§ **TASK ITEM**:
Return the material below exactly, but only from the line with "x=187, y=156" through the line with "x=817, y=403", and without its pictures.
________________________________________
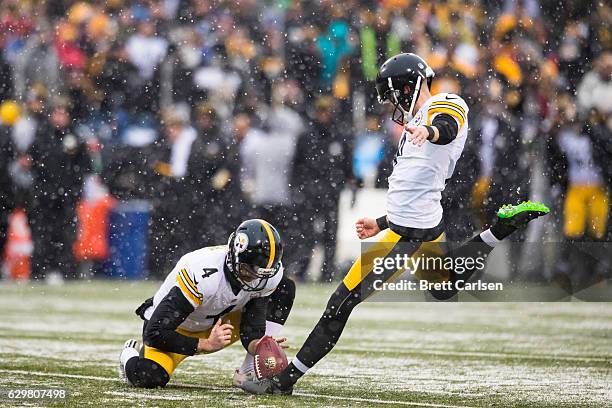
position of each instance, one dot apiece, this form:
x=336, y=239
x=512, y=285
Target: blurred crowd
x=216, y=110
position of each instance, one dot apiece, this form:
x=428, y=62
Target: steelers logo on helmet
x=255, y=254
x=399, y=83
x=241, y=242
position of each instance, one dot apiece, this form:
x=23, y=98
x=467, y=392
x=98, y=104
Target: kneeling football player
x=213, y=297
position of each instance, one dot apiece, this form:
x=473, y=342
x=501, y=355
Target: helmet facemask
x=403, y=103
x=241, y=270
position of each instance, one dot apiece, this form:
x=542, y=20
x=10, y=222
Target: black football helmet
x=255, y=249
x=399, y=82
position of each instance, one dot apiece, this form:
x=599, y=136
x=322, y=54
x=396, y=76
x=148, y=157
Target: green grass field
x=391, y=354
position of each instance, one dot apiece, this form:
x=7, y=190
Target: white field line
x=482, y=354
x=217, y=389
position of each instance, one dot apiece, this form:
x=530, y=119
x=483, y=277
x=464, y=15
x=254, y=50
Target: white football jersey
x=201, y=278
x=420, y=172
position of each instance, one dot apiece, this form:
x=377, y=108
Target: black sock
x=289, y=376
x=502, y=230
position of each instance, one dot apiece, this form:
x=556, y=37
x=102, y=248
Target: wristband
x=430, y=131
x=382, y=223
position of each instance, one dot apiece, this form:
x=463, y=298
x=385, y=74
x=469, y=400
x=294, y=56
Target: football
x=270, y=359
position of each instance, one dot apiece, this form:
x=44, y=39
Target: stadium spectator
x=171, y=204
x=59, y=164
x=321, y=169
x=212, y=182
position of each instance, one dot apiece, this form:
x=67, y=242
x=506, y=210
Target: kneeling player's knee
x=145, y=373
x=281, y=301
x=341, y=303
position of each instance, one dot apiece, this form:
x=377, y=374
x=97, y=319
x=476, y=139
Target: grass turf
x=391, y=354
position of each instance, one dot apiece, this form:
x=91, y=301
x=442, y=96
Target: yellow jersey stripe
x=449, y=111
x=456, y=105
x=272, y=242
x=450, y=106
x=187, y=291
x=364, y=265
x=189, y=281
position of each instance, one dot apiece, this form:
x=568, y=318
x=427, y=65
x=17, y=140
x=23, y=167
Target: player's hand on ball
x=270, y=359
x=366, y=228
x=220, y=336
x=282, y=343
x=418, y=134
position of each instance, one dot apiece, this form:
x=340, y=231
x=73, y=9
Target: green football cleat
x=520, y=214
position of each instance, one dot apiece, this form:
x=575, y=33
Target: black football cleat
x=267, y=386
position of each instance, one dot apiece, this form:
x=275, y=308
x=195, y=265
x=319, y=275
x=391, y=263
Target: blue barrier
x=128, y=240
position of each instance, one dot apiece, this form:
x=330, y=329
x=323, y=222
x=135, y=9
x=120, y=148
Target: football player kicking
x=430, y=145
x=213, y=297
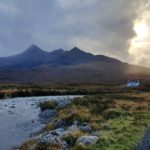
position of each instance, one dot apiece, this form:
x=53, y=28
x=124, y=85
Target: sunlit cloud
x=140, y=44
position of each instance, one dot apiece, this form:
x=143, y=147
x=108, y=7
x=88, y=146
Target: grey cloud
x=99, y=26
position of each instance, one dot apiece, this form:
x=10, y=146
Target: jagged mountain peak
x=33, y=49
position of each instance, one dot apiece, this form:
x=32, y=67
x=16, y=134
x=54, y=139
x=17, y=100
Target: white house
x=133, y=83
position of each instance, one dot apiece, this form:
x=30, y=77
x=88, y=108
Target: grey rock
x=59, y=124
x=86, y=128
x=76, y=122
x=48, y=139
x=47, y=115
x=87, y=140
x=72, y=128
x=58, y=132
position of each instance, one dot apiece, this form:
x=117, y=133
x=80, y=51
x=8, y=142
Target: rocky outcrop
x=87, y=140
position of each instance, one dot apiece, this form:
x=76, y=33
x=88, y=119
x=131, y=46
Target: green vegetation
x=19, y=90
x=48, y=105
x=119, y=118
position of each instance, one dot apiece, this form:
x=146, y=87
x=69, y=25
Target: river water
x=19, y=117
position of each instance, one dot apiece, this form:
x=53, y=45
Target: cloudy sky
x=117, y=28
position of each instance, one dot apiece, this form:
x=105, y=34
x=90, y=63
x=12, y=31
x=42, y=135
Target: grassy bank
x=17, y=90
x=119, y=119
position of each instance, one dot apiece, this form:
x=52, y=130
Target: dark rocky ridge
x=73, y=66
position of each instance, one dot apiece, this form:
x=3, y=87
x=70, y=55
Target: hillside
x=73, y=66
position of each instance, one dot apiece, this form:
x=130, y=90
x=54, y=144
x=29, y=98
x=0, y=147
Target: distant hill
x=73, y=66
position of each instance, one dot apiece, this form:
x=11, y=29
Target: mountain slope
x=74, y=66
x=34, y=57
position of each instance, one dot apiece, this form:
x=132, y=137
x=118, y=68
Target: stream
x=19, y=118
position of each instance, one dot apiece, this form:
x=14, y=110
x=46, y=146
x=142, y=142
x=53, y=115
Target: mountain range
x=35, y=65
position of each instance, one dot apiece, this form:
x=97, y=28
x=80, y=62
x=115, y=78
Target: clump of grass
x=30, y=144
x=48, y=105
x=81, y=147
x=72, y=113
x=71, y=138
x=49, y=127
x=48, y=147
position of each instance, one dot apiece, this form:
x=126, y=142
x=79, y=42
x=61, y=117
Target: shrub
x=48, y=105
x=72, y=137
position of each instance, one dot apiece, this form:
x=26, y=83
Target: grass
x=48, y=105
x=119, y=118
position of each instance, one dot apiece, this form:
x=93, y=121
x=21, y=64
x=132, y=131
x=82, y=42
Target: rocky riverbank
x=110, y=121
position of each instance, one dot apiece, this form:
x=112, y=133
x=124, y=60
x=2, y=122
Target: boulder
x=72, y=128
x=87, y=140
x=76, y=122
x=59, y=124
x=86, y=128
x=58, y=132
x=47, y=114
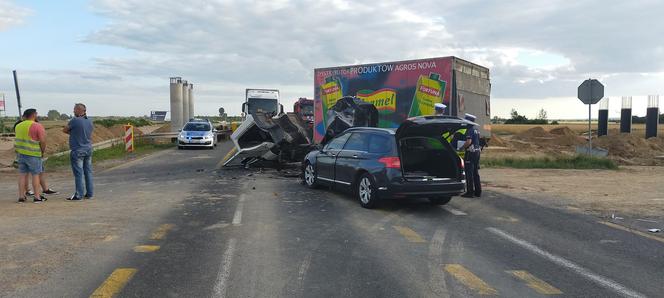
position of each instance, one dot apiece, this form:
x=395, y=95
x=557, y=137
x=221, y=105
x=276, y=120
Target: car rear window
x=381, y=143
x=357, y=142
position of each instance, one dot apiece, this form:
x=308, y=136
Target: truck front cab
x=262, y=101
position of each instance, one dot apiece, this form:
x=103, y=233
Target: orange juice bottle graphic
x=429, y=91
x=330, y=92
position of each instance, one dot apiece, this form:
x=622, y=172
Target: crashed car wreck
x=284, y=137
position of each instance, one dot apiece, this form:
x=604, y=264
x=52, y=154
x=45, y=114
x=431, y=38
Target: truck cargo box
x=404, y=89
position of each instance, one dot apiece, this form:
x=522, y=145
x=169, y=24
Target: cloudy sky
x=117, y=55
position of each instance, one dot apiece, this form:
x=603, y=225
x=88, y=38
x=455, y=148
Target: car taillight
x=391, y=162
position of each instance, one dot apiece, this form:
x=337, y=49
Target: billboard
x=158, y=115
x=398, y=89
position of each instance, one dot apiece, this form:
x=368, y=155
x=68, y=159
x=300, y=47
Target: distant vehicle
x=413, y=161
x=197, y=133
x=404, y=89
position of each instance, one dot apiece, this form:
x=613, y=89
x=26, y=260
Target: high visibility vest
x=450, y=137
x=23, y=143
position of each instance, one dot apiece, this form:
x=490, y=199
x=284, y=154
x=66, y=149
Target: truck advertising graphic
x=398, y=89
x=404, y=89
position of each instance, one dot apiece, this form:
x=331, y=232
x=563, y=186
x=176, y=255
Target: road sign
x=590, y=91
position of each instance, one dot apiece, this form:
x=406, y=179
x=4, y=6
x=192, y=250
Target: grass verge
x=114, y=152
x=562, y=162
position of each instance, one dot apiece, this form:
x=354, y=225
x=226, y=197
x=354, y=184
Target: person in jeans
x=80, y=130
x=30, y=144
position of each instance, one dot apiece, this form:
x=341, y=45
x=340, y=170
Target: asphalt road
x=240, y=233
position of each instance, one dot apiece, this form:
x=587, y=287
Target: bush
x=133, y=121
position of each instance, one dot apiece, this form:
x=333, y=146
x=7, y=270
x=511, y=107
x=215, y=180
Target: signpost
x=590, y=92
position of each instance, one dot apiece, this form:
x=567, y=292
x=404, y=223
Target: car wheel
x=440, y=200
x=366, y=191
x=309, y=176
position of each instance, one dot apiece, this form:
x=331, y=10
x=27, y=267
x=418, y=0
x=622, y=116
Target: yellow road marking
x=507, y=218
x=110, y=238
x=114, y=283
x=535, y=283
x=146, y=248
x=619, y=227
x=470, y=280
x=411, y=235
x=161, y=231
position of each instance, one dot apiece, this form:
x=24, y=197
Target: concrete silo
x=191, y=101
x=185, y=101
x=176, y=103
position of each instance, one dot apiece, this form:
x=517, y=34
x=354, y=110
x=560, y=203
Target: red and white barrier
x=129, y=138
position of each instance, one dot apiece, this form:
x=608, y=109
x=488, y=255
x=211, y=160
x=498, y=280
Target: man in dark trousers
x=80, y=130
x=472, y=160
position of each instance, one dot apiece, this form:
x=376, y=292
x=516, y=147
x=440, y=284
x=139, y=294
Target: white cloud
x=538, y=51
x=11, y=14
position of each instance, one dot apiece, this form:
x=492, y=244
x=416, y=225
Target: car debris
x=272, y=140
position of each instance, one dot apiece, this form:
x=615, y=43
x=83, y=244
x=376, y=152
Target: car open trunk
x=424, y=153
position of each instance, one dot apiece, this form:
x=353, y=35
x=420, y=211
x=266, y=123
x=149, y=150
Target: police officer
x=472, y=160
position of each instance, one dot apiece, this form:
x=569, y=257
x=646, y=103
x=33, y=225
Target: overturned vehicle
x=285, y=137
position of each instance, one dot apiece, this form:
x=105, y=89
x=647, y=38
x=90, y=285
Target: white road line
x=219, y=290
x=436, y=277
x=454, y=211
x=301, y=274
x=237, y=218
x=598, y=279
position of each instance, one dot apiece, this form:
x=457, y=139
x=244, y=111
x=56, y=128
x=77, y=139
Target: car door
x=327, y=157
x=350, y=158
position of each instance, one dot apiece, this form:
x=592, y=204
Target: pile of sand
x=496, y=141
x=534, y=133
x=562, y=131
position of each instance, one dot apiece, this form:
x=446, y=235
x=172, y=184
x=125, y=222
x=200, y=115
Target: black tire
x=309, y=177
x=440, y=200
x=365, y=191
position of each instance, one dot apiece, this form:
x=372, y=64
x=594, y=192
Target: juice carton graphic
x=385, y=101
x=429, y=90
x=331, y=92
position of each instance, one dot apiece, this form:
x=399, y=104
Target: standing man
x=80, y=130
x=472, y=160
x=42, y=177
x=30, y=144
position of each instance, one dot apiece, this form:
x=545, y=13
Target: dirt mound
x=568, y=140
x=497, y=141
x=534, y=133
x=562, y=131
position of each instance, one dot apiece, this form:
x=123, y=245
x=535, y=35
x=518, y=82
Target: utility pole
x=18, y=95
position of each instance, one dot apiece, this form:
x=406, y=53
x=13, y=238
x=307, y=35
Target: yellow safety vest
x=450, y=136
x=23, y=142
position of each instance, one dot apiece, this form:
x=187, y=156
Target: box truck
x=403, y=89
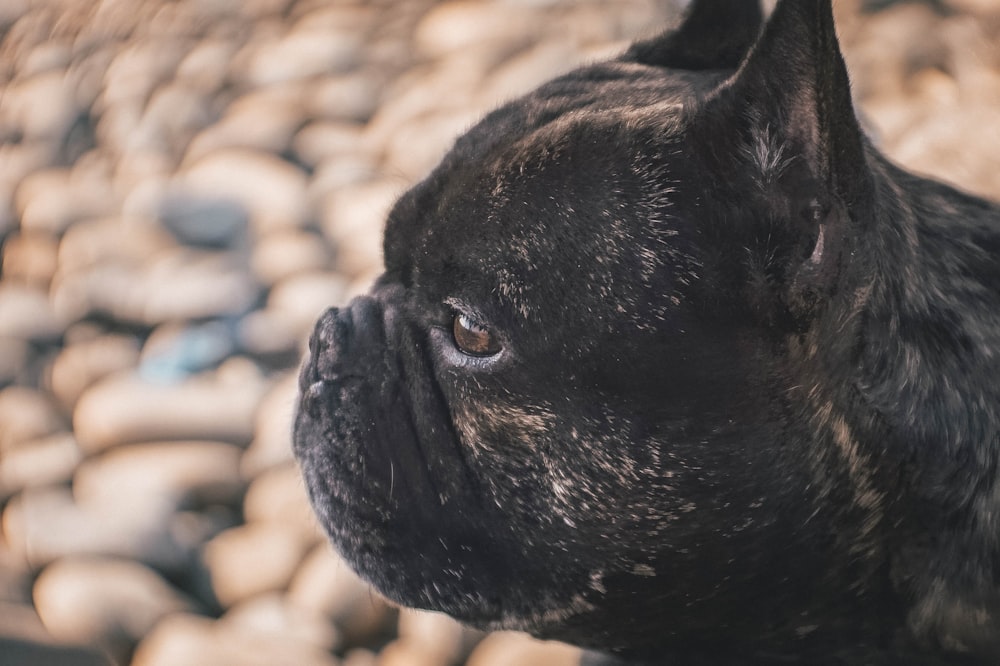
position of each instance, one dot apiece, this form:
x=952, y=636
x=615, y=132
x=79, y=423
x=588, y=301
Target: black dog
x=668, y=361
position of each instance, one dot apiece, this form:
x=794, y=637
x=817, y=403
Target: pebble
x=325, y=584
x=272, y=442
x=252, y=559
x=271, y=189
x=30, y=259
x=26, y=415
x=287, y=252
x=79, y=366
x=198, y=641
x=46, y=461
x=124, y=409
x=108, y=603
x=270, y=615
x=515, y=649
x=28, y=314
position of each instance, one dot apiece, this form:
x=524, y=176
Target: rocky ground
x=184, y=186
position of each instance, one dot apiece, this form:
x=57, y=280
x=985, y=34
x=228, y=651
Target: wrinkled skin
x=741, y=403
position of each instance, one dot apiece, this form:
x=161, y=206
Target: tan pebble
x=104, y=602
x=30, y=259
x=26, y=415
x=272, y=441
x=406, y=652
x=79, y=366
x=46, y=461
x=284, y=253
x=516, y=649
x=252, y=559
x=161, y=474
x=278, y=495
x=272, y=190
x=302, y=298
x=271, y=615
x=123, y=409
x=198, y=641
x=326, y=584
x=28, y=314
x=435, y=633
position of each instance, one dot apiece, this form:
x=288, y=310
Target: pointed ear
x=715, y=34
x=786, y=120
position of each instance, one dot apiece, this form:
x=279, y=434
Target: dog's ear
x=791, y=126
x=715, y=34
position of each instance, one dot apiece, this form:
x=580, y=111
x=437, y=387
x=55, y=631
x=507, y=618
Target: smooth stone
x=352, y=97
x=272, y=190
x=40, y=107
x=405, y=652
x=108, y=603
x=174, y=352
x=14, y=355
x=272, y=441
x=209, y=223
x=321, y=140
x=46, y=461
x=192, y=640
x=206, y=66
x=302, y=298
x=138, y=68
x=287, y=252
x=161, y=477
x=441, y=638
x=460, y=24
x=263, y=120
x=271, y=615
x=325, y=584
x=79, y=366
x=28, y=314
x=133, y=241
x=30, y=259
x=178, y=284
x=50, y=200
x=267, y=334
x=353, y=218
x=124, y=409
x=26, y=415
x=41, y=525
x=506, y=648
x=278, y=495
x=252, y=559
x=303, y=54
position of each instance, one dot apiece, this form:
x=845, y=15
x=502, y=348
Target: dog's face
x=575, y=395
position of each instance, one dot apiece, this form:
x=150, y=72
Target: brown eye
x=472, y=338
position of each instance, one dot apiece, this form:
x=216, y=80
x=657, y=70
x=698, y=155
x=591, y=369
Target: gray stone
x=103, y=602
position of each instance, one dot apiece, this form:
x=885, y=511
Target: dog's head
x=576, y=395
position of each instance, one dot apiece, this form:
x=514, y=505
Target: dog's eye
x=473, y=338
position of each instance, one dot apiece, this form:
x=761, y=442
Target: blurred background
x=184, y=186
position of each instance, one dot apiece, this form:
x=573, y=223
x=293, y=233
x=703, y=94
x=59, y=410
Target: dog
x=670, y=363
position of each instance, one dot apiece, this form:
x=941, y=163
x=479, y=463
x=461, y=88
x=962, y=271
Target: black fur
x=746, y=408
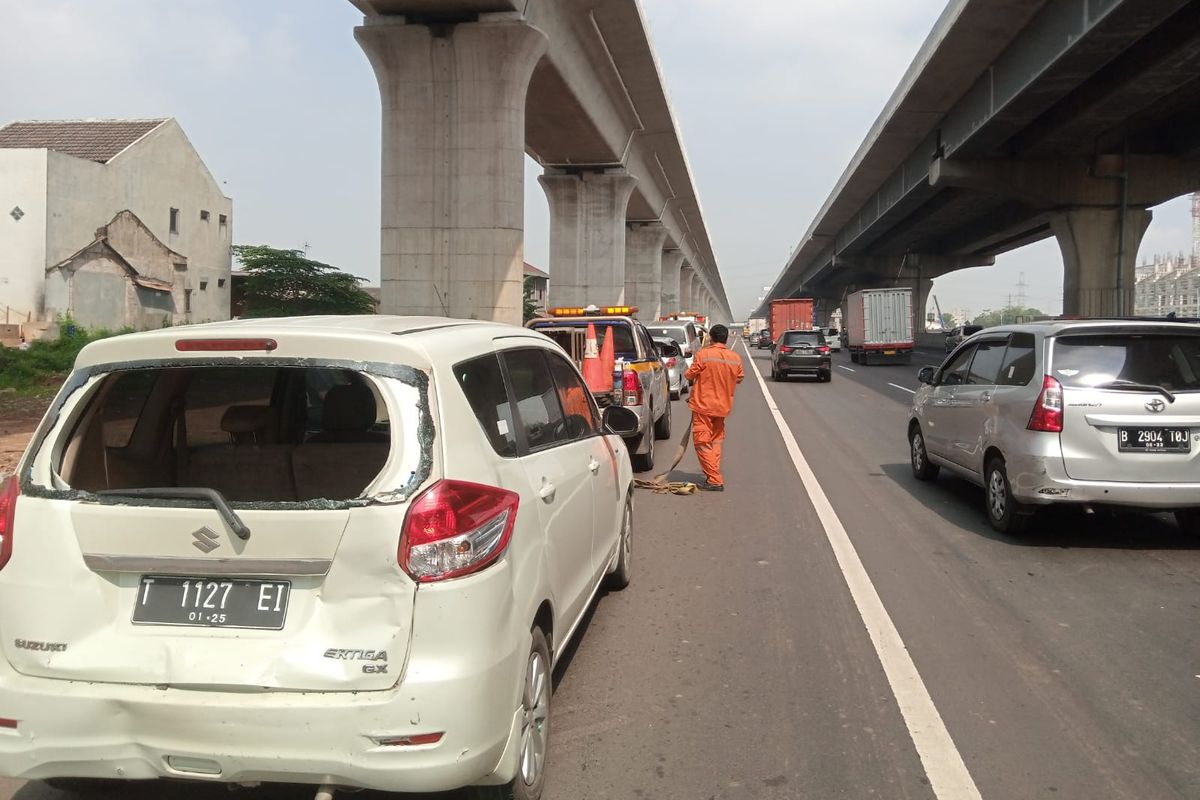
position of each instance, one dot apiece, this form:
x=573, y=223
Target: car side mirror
________________________________________
§ **ANSWER TO THIS PROBLEM**:
x=187, y=156
Target: box truck
x=403, y=89
position of each instance, one dot apiece, this form:
x=952, y=636
x=615, y=132
x=79, y=423
x=588, y=301
Target: black dog
x=668, y=361
position of each instance, one dot apiece, this form:
x=794, y=637
x=817, y=403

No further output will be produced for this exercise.